Output the full listing below exactly as it reads, and skip anything that is a picture.

----- Material shown

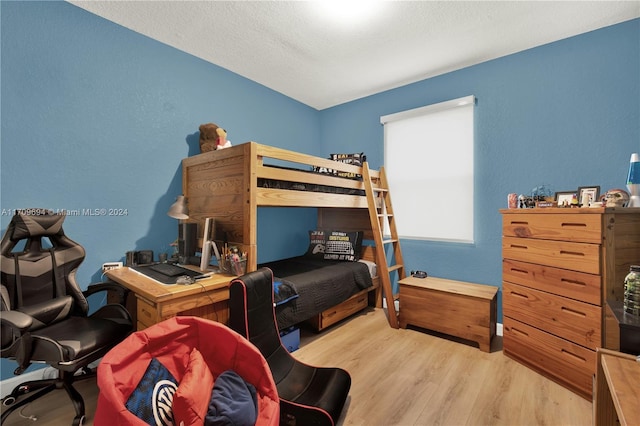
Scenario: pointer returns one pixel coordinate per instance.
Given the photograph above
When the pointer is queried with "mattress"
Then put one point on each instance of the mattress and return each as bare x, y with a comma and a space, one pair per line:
319, 285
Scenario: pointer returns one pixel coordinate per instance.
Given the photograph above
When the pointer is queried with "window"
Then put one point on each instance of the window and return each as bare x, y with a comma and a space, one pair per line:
429, 166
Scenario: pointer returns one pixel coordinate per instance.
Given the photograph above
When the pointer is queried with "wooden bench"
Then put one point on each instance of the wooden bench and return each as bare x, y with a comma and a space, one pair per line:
456, 308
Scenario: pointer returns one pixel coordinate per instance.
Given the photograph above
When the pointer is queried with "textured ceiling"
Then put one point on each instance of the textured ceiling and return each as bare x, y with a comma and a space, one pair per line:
293, 48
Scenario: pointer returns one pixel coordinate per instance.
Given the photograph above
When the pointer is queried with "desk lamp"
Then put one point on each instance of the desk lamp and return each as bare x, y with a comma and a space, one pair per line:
187, 232
633, 180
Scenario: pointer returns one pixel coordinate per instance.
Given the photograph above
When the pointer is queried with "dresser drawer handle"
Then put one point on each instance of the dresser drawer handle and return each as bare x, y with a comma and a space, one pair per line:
524, 296
581, 225
574, 282
571, 253
519, 271
516, 331
579, 358
573, 312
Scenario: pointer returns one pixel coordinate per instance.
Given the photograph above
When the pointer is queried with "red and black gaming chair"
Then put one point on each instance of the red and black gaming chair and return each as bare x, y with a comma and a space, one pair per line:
308, 395
44, 313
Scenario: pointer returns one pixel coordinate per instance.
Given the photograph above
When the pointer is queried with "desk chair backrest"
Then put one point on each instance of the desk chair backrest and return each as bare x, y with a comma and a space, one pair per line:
309, 395
39, 264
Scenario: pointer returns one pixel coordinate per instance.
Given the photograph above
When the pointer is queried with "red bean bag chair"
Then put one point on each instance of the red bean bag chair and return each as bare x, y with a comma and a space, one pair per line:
185, 371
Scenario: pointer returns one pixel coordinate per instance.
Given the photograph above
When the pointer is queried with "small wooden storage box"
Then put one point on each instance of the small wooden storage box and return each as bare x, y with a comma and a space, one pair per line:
456, 308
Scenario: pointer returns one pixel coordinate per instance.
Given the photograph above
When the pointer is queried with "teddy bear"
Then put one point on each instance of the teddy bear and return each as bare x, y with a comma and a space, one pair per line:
213, 137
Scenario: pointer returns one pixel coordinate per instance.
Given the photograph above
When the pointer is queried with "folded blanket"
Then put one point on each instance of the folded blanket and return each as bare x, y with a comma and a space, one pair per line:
233, 402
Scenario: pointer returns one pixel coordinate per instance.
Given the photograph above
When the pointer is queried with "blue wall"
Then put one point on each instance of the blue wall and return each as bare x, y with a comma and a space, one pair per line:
565, 114
97, 116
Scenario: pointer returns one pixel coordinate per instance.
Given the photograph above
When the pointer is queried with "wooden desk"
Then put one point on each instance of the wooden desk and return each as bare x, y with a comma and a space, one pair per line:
155, 302
617, 394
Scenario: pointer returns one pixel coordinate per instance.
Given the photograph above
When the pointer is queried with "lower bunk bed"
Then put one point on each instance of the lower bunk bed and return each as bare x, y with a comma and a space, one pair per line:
321, 292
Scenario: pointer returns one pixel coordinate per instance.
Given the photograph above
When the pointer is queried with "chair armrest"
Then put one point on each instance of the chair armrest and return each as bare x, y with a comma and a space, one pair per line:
18, 321
121, 291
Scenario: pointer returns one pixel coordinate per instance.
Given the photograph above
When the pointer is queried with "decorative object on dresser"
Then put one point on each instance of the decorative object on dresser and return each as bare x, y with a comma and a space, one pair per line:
563, 198
633, 180
616, 198
587, 195
559, 268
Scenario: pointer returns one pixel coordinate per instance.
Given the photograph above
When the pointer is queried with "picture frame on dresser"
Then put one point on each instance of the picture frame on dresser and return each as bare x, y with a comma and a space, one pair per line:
564, 197
587, 194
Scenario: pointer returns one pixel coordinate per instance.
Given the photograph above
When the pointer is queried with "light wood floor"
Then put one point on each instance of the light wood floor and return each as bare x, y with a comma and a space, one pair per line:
403, 377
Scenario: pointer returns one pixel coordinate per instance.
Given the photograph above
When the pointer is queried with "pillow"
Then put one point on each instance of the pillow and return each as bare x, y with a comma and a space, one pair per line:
356, 159
316, 245
233, 401
335, 245
343, 246
151, 400
192, 397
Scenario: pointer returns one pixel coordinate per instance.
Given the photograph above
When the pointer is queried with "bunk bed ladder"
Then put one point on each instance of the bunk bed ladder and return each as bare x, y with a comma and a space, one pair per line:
381, 213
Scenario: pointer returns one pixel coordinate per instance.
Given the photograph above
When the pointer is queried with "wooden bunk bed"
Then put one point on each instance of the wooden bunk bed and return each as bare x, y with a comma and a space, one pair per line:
229, 185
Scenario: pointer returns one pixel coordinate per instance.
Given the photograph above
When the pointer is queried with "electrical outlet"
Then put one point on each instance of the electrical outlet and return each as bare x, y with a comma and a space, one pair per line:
111, 265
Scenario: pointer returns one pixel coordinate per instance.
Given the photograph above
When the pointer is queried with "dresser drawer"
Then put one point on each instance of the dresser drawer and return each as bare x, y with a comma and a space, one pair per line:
575, 285
572, 320
586, 228
579, 257
564, 362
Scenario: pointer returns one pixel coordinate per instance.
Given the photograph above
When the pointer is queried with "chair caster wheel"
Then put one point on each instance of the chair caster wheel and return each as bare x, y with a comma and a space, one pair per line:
8, 401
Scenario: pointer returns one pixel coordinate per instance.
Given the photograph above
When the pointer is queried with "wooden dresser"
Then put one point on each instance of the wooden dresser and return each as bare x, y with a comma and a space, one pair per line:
559, 267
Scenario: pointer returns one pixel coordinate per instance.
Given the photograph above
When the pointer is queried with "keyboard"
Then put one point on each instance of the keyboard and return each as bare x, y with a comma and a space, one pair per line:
168, 269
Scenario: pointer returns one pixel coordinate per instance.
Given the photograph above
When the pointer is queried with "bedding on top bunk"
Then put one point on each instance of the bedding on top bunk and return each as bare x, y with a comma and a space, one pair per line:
319, 285
354, 159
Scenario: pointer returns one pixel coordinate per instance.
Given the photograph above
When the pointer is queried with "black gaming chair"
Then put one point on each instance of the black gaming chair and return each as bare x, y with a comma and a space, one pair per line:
44, 313
308, 395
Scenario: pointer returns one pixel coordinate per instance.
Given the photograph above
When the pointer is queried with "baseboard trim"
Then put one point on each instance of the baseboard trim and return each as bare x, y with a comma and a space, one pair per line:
8, 385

----------

— Response to this task —
Scenario: pointer returns one pixel coordinate per instance.
Given the photograph above
When the pointer is queried with "mattress"
Then put one point on each instance of the mattress and return each as bare x, y with a comma and a space, one pair per line:
319, 285
Scenario: pointer returns one pixel coordinate per instance.
Given the photograph above
When the pointer is queried with "window"
Then put one point on each instance of the window and return each as bare x, y with a comma and a space, one pair per line:
429, 166
Scenario: pointer returns one pixel coordinate per instance.
Given the photograph above
When the pointer is queried with "wooden bench"
Then put one point on each instance of the wooden bench and return each as bare x, y with a comma and a space, one pair per line:
456, 308
Scenario: pointer returns one pixel coordinate per instance.
Given the photograph above
When the pointer is queried with "textured ceiling"
Then put one point on each instance of the textured ceiling and return each as bare x, y with a comma and a space, one pair per line:
293, 48
Scenario: pointer returns one pixel coordinate per instance.
Given the photograph above
When the pointer is queried with "desk lamp"
Then put one point on each instance of the desk lamp and return each as bare x, y with a comma and a space, one pair per line:
187, 232
633, 180
Scenario: pointer returns one pixel coordinate per instance.
Given the photograph above
When the pointer is queried with "dresser drawer handle"
Then put one point on each instance of the dresser drawer handle and return each as bare x, y with a comma and a space, one pair per line:
524, 296
581, 225
574, 282
571, 253
519, 271
516, 331
579, 358
573, 312
Scenario: pointer returns one pixel coordinate per instance.
Given the photograph above
When the pointer is queried with "red and black gaming chair"
Then put one point on each instance of the red and black gaming chair and return each as bare x, y with a comma and a space, one pair per line:
308, 395
44, 313
Scenario: pointer returns one pixel coordinate per instance.
Given the photograph above
When the pointer is queried with "desk chair backrest"
Then put one point on each instance of the desk chair backrest and return each as bare x, y with a comma and a space, one pair per line:
309, 395
39, 264
Scenario: pointer returns one pixel coordinate per instance.
Given the photograph above
When the pointer is queried with "red bean bag chair"
Then put one point on each instance of the red bean bag chair and return each as bare x, y with a comma and a space, one pair per line:
185, 371
Scenario: pointer returns one pixel coordinate per instance.
Given the photograph above
When the pointer is queried with "small wooden storage box"
Then put one point on each instance of the small wooden storage box and return each as bare x, y with a comma and a space, one pair per line:
456, 308
Scenario: pointer returns one pixel coordinate per instance.
Given the photograph above
When the pointer is queried with "teddy bear"
Then put one point on each instance of the teddy bear and return each as bare x, y with a comma and a space, one pair per line:
213, 137
Scenario: pointer returns one pixel coordinate per instance.
Given the photograph above
When the pointer is queried with "folded blanket"
Then put one point on each instance of the folded blanket and return each as bare x, y with a comma and a space, one pair per line:
233, 402
Scenario: pointer returns one pixel coordinate per instance.
Given the photograph above
When the pointer is queried with "blue wall"
Then put one point on each instance of the blue wall and return each as bare x, y with a comma and a space, one pair per line:
565, 114
97, 116
Scenario: pointer returns one pixel coordinate per instance.
Given the photograph above
When the pointer is queried with "wooden desk"
Then put one point on each instance of the wooden desk and return each as bare x, y with a comma and a space, one pair per line:
155, 302
617, 394
Scenario: pointer returns one pixel coordinate per instance.
Given the photograph above
When the pointer is queried with "lower bunk bed"
Then put one point on each instance of the lower bunk bed and return each as bare x, y with a comma and a space, one pair per line:
321, 292
Scenario: pointer returns one pixel coordinate per instance.
Given the photograph above
When the pointer is queried with "chair armrest"
Then put one point on each instance of the chair armrest and return each as bare x, y with a comma and a space, one pair per line:
18, 321
121, 291
Scenario: pointer returns one pixel coordinate per instance.
Given the photograph above
When the pointer is queried with "decorative object on dresser"
Then put one point on each instance of the decorative object on dresser and return each as bare x, y with a comma and a space, one pair per line:
563, 198
633, 180
616, 198
587, 195
559, 268
Scenario: pointer returns one pixel coordinate per instance.
Given the photograph above
When the pointer is queried with "picture frame on dresser"
Then put one point on each instance of the picture frame on dresser and return each as bare x, y with a comma and a space, one pair per line:
564, 197
587, 194
Scenario: pointer returns one pixel coordinate per instance.
Given the photograph above
When the pointer is queried with "light wood floor"
Then put one point on each instance of the light wood floor and return each as bare x, y with a comma and a space, one pair per line:
403, 377
Scenario: pointer returns one pixel coordinate per instance.
Given the photograph above
When the pointer is queried with "pillow"
Then put one point on each instance of the pillow and return each as bare x, y with a comma and a space, one pair per line:
356, 159
316, 245
233, 401
335, 245
343, 246
151, 400
192, 397
Scenario: pointer returns one pixel coordinate per instance.
Given the photograph above
When the pointer is queried with "bunk bed ladder"
Then put one point on each instance of the bunk bed ladder and return each as bare x, y with a comma and a space, one pair per line:
381, 213
Scenario: pointer returns one pixel coordinate per instance.
Given the photograph above
When the pointer is queried with "wooden bunk bed"
Then put one point on each instance of the wooden bunk bed and return each as bare x, y with a comma and a space, one pair per line:
229, 185
Scenario: pointer returns one pixel coordinate per instance.
Given the photograph above
When the pointer is queried with "electrical outlet"
Then put one point on each instance of the electrical outlet and return each as bare x, y with a comma and a space, one pair per line:
111, 265
Scenario: pointer returns one pixel coordinate per instance.
Given the photograph above
When the pointer is queried with "dresser drawer"
Then put one point on each instance of the dresser drawer and return each as bare x, y with a comma and a space, one pair per line:
575, 285
572, 320
586, 228
579, 257
564, 362
Scenario: pointer returns one pixel coordinate per instance.
Given the photograph above
When the pointer is queried with "chair caster wheel"
Then put one point on each instance of the chair caster wheel and return each as bare x, y with a comma and a space, one pair per line:
8, 401
Scenario: pointer returns one pixel coordinate per instance.
Given the photograph above
When the pointer is queried with "wooden dresser"
Then put one point on each instance of the wooden dresser and return each as bare x, y with a comma and a space, one pair per line:
559, 267
Scenario: pointer returns one pixel coordinate per instance.
Given the photograph above
When the pointer is queried with "keyboard"
Then put one point on each instance of the keyboard and return each as bare x, y with a comma and a space, one pair per line:
168, 269
Scenario: pointer returns one pixel coordinate per instance.
Given the photograph above
When the pointer is queried with "bedding on top bunk"
Then put one point on each instance of the bedding on top bunk and return each as bare x, y with a comma and a space, one pair per line:
319, 285
354, 159
Scenario: pointer returns one pixel coordinate per instance.
Given the photograph above
When the pointer is queried with "black gaming chair"
Then put one point on each instance of the black gaming chair and return each as bare x, y with a comma and a space, one pair per line:
44, 313
308, 395
Scenario: pointer returns one pixel coordinate per instance.
Given the photograph above
When the pointer is queried with "baseboard trim"
Then put one point on each instance of the baseboard trim and return each as bare x, y with a comma and a space, one pair per line:
8, 385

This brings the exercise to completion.